■ **Aim of the exercise**: Each record below is to be reproduced without any change.

[Start Records for the exercise]

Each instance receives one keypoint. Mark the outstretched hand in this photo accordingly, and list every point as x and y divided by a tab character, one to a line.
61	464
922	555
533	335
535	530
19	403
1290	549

[End Records for the exercise]

■ **Solution**:
Each instance receives one keypoint. Mark the outstretched hand in this photo accordingly, and list every point as x and y divided by a tab character, one to a line.
61	464
922	555
533	335
535	530
19	403
1290	549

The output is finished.